Instruction: How many of the lines below contain the word "faucet"? Reply with the number alone.

Data to use:
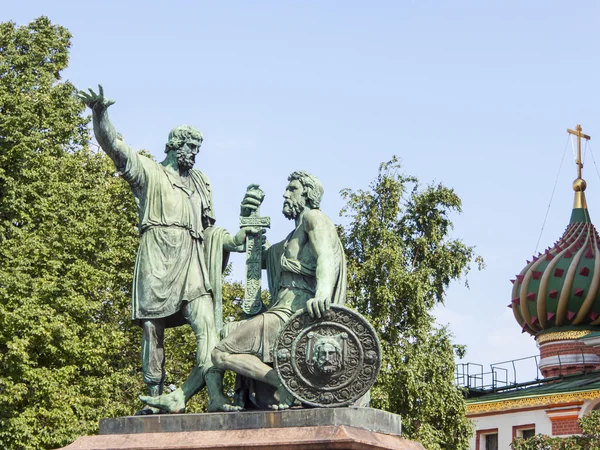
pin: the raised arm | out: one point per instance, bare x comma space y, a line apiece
104, 130
321, 238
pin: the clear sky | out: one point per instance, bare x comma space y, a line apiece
474, 94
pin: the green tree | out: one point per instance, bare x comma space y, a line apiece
401, 260
68, 354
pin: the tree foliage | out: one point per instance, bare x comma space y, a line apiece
67, 243
589, 440
401, 260
69, 355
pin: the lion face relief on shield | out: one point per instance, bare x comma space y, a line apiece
326, 353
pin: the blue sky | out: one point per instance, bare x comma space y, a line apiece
475, 95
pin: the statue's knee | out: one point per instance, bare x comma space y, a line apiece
218, 358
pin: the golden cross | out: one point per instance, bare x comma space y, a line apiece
579, 135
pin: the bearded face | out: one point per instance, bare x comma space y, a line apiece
295, 201
186, 154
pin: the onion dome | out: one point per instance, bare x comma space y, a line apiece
560, 287
556, 297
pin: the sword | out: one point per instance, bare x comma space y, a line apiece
252, 303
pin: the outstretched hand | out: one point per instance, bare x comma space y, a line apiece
316, 307
241, 235
252, 200
96, 102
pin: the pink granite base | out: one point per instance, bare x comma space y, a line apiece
332, 437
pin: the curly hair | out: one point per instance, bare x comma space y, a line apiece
180, 135
313, 189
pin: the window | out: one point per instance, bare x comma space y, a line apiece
486, 439
491, 441
524, 431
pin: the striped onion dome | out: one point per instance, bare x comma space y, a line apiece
560, 287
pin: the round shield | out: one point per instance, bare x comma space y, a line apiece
327, 362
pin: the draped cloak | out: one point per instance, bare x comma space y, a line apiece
180, 257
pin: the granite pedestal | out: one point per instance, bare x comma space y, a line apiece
297, 429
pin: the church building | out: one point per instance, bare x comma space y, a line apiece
556, 299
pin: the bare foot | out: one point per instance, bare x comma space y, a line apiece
147, 410
286, 399
173, 403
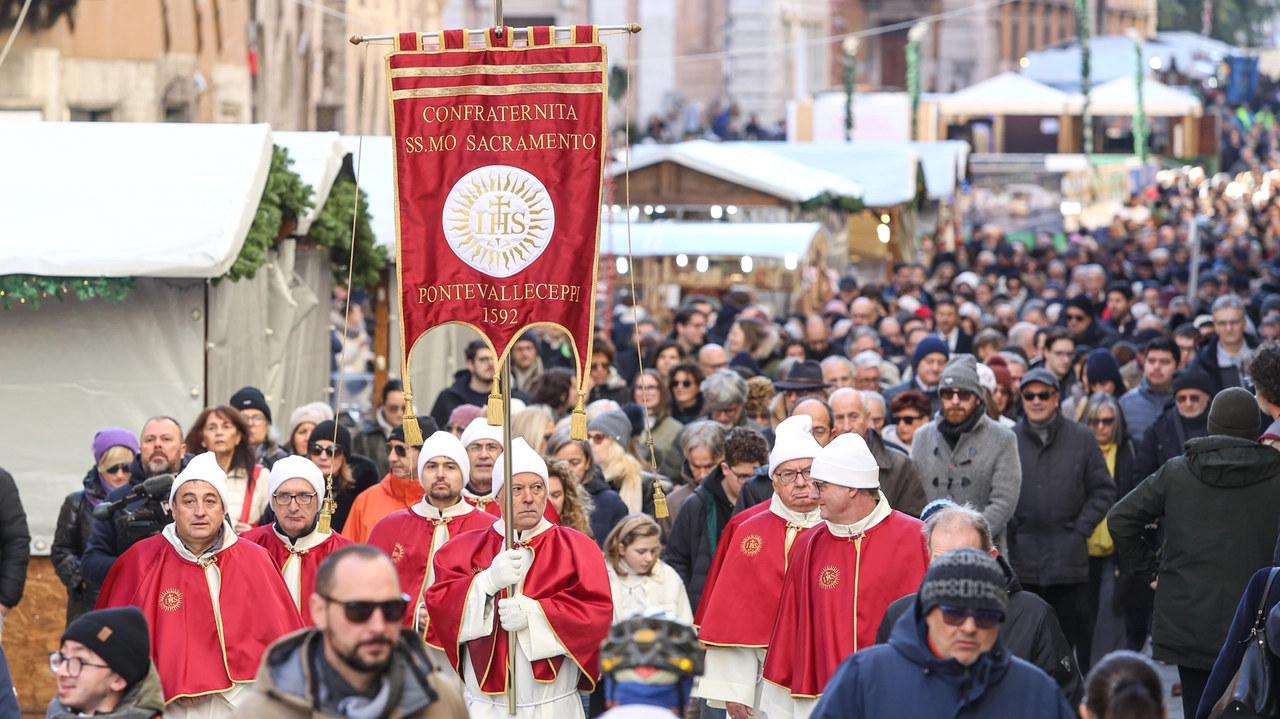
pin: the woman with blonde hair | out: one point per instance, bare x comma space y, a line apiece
571, 502
638, 577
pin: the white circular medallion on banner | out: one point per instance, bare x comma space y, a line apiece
498, 219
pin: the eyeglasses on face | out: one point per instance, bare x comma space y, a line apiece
360, 612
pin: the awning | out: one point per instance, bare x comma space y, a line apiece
129, 198
667, 238
318, 159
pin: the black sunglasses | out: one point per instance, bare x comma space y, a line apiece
360, 612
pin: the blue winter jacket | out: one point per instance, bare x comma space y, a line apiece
904, 678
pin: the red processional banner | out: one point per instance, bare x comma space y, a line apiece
499, 165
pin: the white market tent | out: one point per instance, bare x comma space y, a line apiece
1006, 94
169, 205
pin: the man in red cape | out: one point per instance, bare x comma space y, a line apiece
412, 536
214, 603
842, 577
297, 548
736, 632
561, 610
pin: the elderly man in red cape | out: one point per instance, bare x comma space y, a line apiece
560, 612
295, 541
754, 564
842, 577
214, 603
412, 536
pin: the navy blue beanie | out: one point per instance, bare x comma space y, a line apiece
929, 346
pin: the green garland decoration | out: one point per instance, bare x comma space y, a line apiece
284, 197
30, 289
332, 229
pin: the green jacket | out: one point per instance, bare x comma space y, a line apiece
1220, 508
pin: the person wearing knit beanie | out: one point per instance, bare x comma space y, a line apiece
117, 640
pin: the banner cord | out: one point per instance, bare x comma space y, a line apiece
330, 504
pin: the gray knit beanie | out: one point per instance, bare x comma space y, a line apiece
1235, 413
965, 578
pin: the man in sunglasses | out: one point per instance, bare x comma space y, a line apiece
551, 590
1066, 491
214, 603
295, 541
946, 653
753, 562
842, 576
359, 662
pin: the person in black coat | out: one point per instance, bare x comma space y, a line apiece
702, 518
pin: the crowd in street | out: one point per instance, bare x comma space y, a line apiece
986, 488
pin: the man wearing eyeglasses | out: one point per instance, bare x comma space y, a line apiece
104, 668
214, 603
357, 662
295, 541
551, 590
753, 562
1066, 491
938, 649
842, 576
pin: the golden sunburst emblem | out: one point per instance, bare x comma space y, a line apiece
828, 577
498, 219
170, 600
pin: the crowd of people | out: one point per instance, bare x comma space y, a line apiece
987, 482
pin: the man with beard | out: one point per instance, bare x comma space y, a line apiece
161, 452
412, 536
965, 456
357, 660
295, 543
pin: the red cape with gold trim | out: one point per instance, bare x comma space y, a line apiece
311, 558
192, 655
721, 553
406, 537
835, 598
754, 567
568, 580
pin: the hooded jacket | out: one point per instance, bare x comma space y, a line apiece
1220, 502
286, 686
905, 678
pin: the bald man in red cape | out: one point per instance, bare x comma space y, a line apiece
736, 632
561, 612
214, 603
295, 541
842, 577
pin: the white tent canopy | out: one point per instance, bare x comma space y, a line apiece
129, 198
667, 238
1006, 94
318, 159
1120, 97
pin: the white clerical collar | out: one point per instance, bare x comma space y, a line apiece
877, 516
432, 512
170, 534
803, 518
543, 525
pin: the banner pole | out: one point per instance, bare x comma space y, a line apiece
508, 513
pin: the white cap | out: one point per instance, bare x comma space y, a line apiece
987, 378
846, 462
205, 468
444, 444
792, 440
522, 459
295, 467
479, 429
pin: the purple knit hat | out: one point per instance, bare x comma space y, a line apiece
113, 436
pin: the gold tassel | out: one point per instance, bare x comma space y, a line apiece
496, 401
577, 425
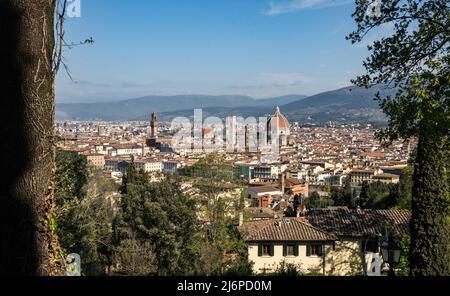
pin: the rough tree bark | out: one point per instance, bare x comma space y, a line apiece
27, 243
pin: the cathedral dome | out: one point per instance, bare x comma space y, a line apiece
279, 119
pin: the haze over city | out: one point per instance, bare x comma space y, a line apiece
256, 48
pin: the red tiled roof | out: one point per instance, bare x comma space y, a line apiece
286, 229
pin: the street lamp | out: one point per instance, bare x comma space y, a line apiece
391, 253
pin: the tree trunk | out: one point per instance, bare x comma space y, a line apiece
430, 226
27, 136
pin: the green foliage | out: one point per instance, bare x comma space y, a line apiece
344, 196
403, 267
84, 212
288, 269
160, 214
71, 176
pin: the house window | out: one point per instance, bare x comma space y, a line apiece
265, 250
290, 250
314, 250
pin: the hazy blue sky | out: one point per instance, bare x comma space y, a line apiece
260, 48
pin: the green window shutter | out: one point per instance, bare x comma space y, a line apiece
319, 251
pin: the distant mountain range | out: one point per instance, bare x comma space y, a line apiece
349, 104
142, 107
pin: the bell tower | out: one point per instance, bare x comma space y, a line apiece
154, 126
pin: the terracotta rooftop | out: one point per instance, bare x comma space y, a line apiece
327, 225
345, 222
286, 229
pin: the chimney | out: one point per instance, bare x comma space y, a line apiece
241, 218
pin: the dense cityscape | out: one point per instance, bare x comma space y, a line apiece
311, 165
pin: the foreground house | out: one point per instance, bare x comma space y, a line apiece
332, 241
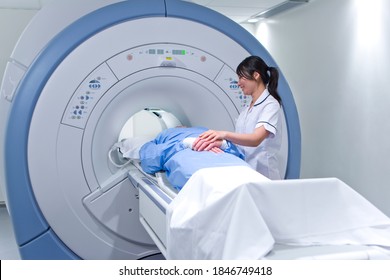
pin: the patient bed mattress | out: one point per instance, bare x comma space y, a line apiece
287, 221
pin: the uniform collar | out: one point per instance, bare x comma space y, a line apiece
265, 94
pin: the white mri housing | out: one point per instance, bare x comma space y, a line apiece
68, 92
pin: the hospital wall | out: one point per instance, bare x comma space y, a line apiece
12, 23
335, 55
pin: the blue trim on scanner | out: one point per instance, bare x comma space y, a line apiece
26, 216
186, 10
29, 223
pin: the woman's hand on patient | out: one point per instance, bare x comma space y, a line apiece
210, 140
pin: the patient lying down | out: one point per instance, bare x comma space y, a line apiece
171, 151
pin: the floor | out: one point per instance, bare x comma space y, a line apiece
8, 247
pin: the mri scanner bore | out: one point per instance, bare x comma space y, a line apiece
68, 94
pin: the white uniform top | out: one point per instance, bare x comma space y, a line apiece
265, 112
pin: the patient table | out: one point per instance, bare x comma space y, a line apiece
247, 216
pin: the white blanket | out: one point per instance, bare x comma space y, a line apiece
236, 213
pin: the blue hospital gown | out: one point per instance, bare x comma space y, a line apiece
168, 153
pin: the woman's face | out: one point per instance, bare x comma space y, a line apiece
247, 86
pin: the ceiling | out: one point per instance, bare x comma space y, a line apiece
242, 10
237, 10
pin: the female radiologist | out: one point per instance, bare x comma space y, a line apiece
258, 127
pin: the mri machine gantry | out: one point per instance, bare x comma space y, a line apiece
68, 92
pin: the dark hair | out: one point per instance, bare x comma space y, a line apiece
253, 64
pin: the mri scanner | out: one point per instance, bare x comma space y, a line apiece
77, 75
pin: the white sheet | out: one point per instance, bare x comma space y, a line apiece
236, 213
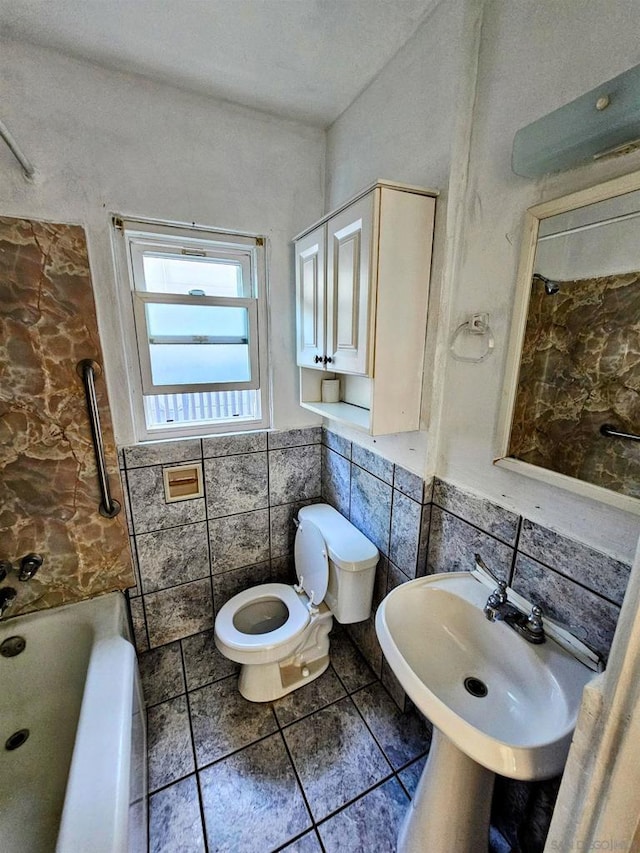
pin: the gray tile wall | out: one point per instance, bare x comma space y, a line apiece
193, 555
392, 507
423, 528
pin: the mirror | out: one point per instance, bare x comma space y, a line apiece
572, 392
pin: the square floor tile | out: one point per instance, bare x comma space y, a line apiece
313, 696
175, 823
371, 823
403, 736
335, 756
161, 673
308, 843
169, 743
411, 774
203, 663
223, 721
178, 612
252, 801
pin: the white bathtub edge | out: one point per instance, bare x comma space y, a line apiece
95, 814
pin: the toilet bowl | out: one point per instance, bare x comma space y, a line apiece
280, 633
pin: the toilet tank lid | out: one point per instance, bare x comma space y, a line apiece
348, 548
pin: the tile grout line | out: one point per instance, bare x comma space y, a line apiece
512, 568
193, 749
135, 545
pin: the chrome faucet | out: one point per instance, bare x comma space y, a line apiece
499, 609
7, 597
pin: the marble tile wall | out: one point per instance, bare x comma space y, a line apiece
423, 528
50, 494
392, 507
193, 555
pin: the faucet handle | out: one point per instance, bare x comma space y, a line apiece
534, 622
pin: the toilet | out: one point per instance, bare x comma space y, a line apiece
280, 633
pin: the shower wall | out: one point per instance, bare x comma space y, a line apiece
580, 369
49, 488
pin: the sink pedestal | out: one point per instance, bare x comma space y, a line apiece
451, 807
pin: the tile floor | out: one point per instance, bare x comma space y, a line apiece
329, 767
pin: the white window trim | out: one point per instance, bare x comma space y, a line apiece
183, 234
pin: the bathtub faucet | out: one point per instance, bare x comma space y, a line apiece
7, 597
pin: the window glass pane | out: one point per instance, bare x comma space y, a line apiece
169, 274
195, 322
201, 408
195, 364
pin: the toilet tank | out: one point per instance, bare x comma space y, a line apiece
352, 563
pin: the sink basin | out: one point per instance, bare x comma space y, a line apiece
435, 636
498, 703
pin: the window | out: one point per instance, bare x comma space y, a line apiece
199, 323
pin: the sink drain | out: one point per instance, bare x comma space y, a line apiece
16, 739
476, 687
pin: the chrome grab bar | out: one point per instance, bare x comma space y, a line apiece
87, 370
609, 431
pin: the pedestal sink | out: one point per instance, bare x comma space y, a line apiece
498, 704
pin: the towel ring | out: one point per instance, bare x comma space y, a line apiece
466, 327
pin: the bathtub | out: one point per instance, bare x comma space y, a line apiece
77, 783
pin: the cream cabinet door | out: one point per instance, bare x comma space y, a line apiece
310, 298
349, 287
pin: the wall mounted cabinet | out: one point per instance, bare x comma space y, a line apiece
362, 289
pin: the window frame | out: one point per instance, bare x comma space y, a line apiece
169, 238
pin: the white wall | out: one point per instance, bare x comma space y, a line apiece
402, 128
534, 57
106, 142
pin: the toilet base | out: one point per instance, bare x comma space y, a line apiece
269, 681
265, 682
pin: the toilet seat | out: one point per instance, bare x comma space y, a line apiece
298, 620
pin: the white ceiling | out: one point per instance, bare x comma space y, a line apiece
303, 59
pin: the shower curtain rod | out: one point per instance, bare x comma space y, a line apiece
27, 166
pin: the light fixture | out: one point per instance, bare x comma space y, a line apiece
603, 123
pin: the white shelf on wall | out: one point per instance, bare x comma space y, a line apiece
343, 413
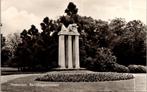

Output below: 3